Assigned task » Reproduce every entry precisely as written.

Records supplied »
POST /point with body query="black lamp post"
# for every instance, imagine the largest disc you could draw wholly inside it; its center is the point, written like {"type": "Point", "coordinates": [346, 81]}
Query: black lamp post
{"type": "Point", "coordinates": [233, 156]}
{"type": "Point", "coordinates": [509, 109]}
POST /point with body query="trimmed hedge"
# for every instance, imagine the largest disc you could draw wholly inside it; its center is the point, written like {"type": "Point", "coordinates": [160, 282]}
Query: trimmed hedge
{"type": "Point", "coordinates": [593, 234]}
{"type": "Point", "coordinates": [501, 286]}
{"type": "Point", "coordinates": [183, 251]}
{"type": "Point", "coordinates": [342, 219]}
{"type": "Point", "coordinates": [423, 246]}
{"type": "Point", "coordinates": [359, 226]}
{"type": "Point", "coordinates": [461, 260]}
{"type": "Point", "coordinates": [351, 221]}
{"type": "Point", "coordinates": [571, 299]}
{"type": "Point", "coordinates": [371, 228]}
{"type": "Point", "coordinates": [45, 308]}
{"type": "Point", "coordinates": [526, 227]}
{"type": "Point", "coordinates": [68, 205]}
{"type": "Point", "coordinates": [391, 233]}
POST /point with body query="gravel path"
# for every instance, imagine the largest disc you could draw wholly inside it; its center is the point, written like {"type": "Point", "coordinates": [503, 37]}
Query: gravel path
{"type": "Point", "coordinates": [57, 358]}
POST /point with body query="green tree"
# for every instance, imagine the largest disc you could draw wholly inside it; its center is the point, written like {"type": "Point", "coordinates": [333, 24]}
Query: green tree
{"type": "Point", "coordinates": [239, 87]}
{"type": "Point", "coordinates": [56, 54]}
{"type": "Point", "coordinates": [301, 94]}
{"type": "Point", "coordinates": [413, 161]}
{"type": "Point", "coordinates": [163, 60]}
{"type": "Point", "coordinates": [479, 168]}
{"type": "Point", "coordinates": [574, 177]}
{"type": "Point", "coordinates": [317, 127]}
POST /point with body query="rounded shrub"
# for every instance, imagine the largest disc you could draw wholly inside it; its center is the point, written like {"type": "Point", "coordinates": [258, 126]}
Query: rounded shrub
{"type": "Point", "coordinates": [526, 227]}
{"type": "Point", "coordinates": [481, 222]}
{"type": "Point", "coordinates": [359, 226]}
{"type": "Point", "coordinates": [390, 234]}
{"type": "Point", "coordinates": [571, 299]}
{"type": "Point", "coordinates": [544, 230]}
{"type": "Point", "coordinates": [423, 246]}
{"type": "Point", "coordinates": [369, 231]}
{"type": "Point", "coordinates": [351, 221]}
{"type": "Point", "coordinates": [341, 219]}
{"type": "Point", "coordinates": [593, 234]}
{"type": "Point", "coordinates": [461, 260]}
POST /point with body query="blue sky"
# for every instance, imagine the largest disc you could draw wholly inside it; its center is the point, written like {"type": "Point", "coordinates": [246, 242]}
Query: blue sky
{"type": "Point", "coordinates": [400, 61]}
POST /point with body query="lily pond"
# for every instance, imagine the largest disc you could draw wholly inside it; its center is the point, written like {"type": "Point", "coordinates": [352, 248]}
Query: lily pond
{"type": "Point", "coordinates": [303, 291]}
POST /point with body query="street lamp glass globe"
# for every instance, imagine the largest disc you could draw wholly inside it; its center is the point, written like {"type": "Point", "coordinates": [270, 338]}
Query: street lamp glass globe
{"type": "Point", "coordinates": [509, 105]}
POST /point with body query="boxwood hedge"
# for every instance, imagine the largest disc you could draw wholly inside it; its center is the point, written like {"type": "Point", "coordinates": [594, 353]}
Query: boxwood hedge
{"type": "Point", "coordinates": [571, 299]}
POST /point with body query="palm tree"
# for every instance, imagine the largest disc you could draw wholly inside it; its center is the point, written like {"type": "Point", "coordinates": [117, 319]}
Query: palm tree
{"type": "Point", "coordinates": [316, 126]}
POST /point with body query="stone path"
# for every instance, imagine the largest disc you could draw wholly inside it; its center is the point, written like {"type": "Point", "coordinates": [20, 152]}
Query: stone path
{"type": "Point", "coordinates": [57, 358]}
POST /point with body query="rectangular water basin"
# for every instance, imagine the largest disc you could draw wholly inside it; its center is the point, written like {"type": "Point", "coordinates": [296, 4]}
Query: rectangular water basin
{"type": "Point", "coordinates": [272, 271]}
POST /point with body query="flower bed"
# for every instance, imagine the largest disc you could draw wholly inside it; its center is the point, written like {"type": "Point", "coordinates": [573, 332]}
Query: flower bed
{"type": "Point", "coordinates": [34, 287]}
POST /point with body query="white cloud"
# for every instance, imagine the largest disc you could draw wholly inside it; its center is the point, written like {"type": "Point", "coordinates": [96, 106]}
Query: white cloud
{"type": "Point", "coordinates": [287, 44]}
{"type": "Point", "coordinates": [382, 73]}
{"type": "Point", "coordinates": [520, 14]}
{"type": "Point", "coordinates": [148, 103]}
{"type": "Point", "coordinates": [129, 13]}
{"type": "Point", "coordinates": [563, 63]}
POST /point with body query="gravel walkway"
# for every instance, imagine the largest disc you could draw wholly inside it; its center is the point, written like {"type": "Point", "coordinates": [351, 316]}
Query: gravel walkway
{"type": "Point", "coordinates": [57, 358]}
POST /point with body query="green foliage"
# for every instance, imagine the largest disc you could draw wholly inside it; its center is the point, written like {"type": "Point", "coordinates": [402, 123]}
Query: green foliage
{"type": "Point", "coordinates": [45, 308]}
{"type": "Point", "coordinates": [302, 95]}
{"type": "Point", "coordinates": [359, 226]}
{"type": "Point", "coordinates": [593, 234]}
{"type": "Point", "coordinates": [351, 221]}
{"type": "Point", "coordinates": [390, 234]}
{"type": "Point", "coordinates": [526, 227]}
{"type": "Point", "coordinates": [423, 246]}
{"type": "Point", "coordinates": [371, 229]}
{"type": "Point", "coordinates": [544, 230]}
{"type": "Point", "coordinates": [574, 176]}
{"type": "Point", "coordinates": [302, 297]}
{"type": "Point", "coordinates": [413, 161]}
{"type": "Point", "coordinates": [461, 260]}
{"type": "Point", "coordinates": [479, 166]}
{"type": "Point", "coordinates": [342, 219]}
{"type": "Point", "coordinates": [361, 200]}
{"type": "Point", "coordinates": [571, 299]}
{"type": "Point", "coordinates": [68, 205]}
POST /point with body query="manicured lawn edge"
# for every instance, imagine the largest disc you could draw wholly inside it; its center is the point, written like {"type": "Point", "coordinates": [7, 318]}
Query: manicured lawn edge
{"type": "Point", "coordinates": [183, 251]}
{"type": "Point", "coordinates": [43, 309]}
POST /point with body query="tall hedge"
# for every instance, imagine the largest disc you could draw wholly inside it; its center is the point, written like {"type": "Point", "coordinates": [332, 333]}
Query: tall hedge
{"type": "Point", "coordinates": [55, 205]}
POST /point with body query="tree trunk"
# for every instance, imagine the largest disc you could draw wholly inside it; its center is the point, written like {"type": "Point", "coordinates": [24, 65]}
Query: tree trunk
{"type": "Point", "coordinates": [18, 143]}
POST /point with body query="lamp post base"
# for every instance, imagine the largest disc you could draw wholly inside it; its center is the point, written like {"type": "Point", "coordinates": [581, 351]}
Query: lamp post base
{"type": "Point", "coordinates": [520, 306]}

Reply to the exercise »
POST /point with body query="black lamp post"
# for every instance, imagine the largest disc you could draw wholly inside it; its center is the point, written like {"type": "Point", "coordinates": [346, 81]}
Query: black lamp post
{"type": "Point", "coordinates": [233, 156]}
{"type": "Point", "coordinates": [509, 109]}
POST /point with body query="trimmed hedge"
# for every instance, imagine the largest disc you could draw wholly inside it; its center is the point, written like {"type": "Point", "coordinates": [160, 282]}
Query: trimmed hedge
{"type": "Point", "coordinates": [593, 234]}
{"type": "Point", "coordinates": [501, 286]}
{"type": "Point", "coordinates": [183, 251]}
{"type": "Point", "coordinates": [342, 219]}
{"type": "Point", "coordinates": [423, 246]}
{"type": "Point", "coordinates": [359, 226]}
{"type": "Point", "coordinates": [461, 260]}
{"type": "Point", "coordinates": [351, 221]}
{"type": "Point", "coordinates": [571, 299]}
{"type": "Point", "coordinates": [371, 228]}
{"type": "Point", "coordinates": [45, 308]}
{"type": "Point", "coordinates": [526, 227]}
{"type": "Point", "coordinates": [68, 205]}
{"type": "Point", "coordinates": [391, 233]}
POST /point with body query="gravel path"
# for every instance, imagine the largest disc you could draw wholly inside it; its center is the point, written like {"type": "Point", "coordinates": [503, 37]}
Query: gravel path
{"type": "Point", "coordinates": [57, 358]}
POST /point with body query="green tree"
# for every instance, imagine the largest disc you could draw wholly inside it; its center is the point, written like {"type": "Point", "coordinates": [333, 24]}
Query: green tree
{"type": "Point", "coordinates": [239, 87]}
{"type": "Point", "coordinates": [56, 54]}
{"type": "Point", "coordinates": [301, 94]}
{"type": "Point", "coordinates": [413, 161]}
{"type": "Point", "coordinates": [163, 60]}
{"type": "Point", "coordinates": [479, 168]}
{"type": "Point", "coordinates": [574, 177]}
{"type": "Point", "coordinates": [317, 127]}
POST /point with body query="rounded shrub"
# for every instance, imagine the largest disc you could draw wholly inside it; its center is the point, written like {"type": "Point", "coordinates": [258, 126]}
Query: rounded shrub
{"type": "Point", "coordinates": [526, 227]}
{"type": "Point", "coordinates": [481, 222]}
{"type": "Point", "coordinates": [359, 226]}
{"type": "Point", "coordinates": [390, 234]}
{"type": "Point", "coordinates": [571, 299]}
{"type": "Point", "coordinates": [544, 230]}
{"type": "Point", "coordinates": [423, 246]}
{"type": "Point", "coordinates": [369, 231]}
{"type": "Point", "coordinates": [351, 221]}
{"type": "Point", "coordinates": [341, 219]}
{"type": "Point", "coordinates": [593, 234]}
{"type": "Point", "coordinates": [461, 260]}
POST /point with body query="blue sky"
# for every instance, imagine the largest disc you could draw wholly inside it; its center is the point, written like {"type": "Point", "coordinates": [246, 242]}
Query: blue sky
{"type": "Point", "coordinates": [400, 61]}
POST /point with body query="lily pond"
# for every instance, imagine the largest disc you could draw wholly inside it; its center is the point, written like {"type": "Point", "coordinates": [352, 248]}
Query: lily pond
{"type": "Point", "coordinates": [303, 291]}
POST /point with body query="street lamp glass globe"
# for every instance, imagine the largest disc you could draw wholly inside it; its center is the point, written like {"type": "Point", "coordinates": [270, 338]}
Query: street lamp glass globe
{"type": "Point", "coordinates": [509, 105]}
POST /point with body query="boxwood hedge"
# for every instance, imagine the largest disc you could draw wholly inside it; its center is the point, written like {"type": "Point", "coordinates": [594, 353]}
Query: boxwood hedge
{"type": "Point", "coordinates": [571, 299]}
POST /point with body query="palm tree"
# for every instance, imagine the largest disc you could draw wholly inside it; its center is the point, written like {"type": "Point", "coordinates": [117, 319]}
Query: palm tree
{"type": "Point", "coordinates": [316, 126]}
POST /point with body query="stone path"
# for every instance, imagine the largest disc you could draw wholly inside it; its center is the point, written like {"type": "Point", "coordinates": [20, 152]}
Query: stone path
{"type": "Point", "coordinates": [57, 358]}
POST /point with body query="rectangular water basin"
# for every instance, imagine the largest disc you could draw wholly inside it; its center is the point, written like {"type": "Point", "coordinates": [296, 4]}
Query: rectangular water basin
{"type": "Point", "coordinates": [272, 271]}
POST /point with body query="flower bed"
# for every instance, imagine the largest disc you could draw wholly inside it; its center is the point, written like {"type": "Point", "coordinates": [573, 332]}
Query: flower bed
{"type": "Point", "coordinates": [34, 287]}
POST /point with body query="white cloud"
# for every instance, imagine the largest disc you could draw wholly inside it; its center is the point, written like {"type": "Point", "coordinates": [96, 106]}
Query: white cloud
{"type": "Point", "coordinates": [287, 44]}
{"type": "Point", "coordinates": [382, 73]}
{"type": "Point", "coordinates": [520, 14]}
{"type": "Point", "coordinates": [148, 103]}
{"type": "Point", "coordinates": [129, 13]}
{"type": "Point", "coordinates": [563, 63]}
POST /point with body query="gravel walkway"
# for every instance, imagine the largest disc you could draw wholly inside it; its center is the point, written like {"type": "Point", "coordinates": [351, 316]}
Query: gravel walkway
{"type": "Point", "coordinates": [57, 358]}
POST /point with body query="green foliage"
# for every instance, imagine the largest disc you could draw wholly inside it; its center is the point, written like {"type": "Point", "coordinates": [402, 123]}
Query: green foliage
{"type": "Point", "coordinates": [45, 308]}
{"type": "Point", "coordinates": [302, 95]}
{"type": "Point", "coordinates": [359, 226]}
{"type": "Point", "coordinates": [593, 234]}
{"type": "Point", "coordinates": [351, 221]}
{"type": "Point", "coordinates": [390, 234]}
{"type": "Point", "coordinates": [526, 227]}
{"type": "Point", "coordinates": [423, 246]}
{"type": "Point", "coordinates": [371, 229]}
{"type": "Point", "coordinates": [544, 230]}
{"type": "Point", "coordinates": [574, 176]}
{"type": "Point", "coordinates": [302, 297]}
{"type": "Point", "coordinates": [413, 161]}
{"type": "Point", "coordinates": [461, 260]}
{"type": "Point", "coordinates": [479, 166]}
{"type": "Point", "coordinates": [342, 219]}
{"type": "Point", "coordinates": [361, 200]}
{"type": "Point", "coordinates": [571, 299]}
{"type": "Point", "coordinates": [68, 205]}
POST /point with body query="manicured lawn edge"
# for every instance, imagine the largest disc you could draw wholly inside it; its center is the point, written like {"type": "Point", "coordinates": [7, 318]}
Query: manicured lawn edge
{"type": "Point", "coordinates": [183, 251]}
{"type": "Point", "coordinates": [43, 309]}
POST /point with body query="tall hedge"
# for every instance, imagine the largest disc you could draw wholly inside it; its center is the point, written like {"type": "Point", "coordinates": [332, 333]}
Query: tall hedge
{"type": "Point", "coordinates": [55, 205]}
POST /point with body query="tree trunk"
# for every instance, imagine the largest disc you could draw wholly inside it; its center is the point, written like {"type": "Point", "coordinates": [24, 65]}
Query: tree trunk
{"type": "Point", "coordinates": [18, 143]}
POST /point with body query="lamp post base"
# for every instance, imagine the largest disc you could draw wholly inside it; its center is the point, written like {"type": "Point", "coordinates": [581, 351]}
Query: lamp post base
{"type": "Point", "coordinates": [520, 306]}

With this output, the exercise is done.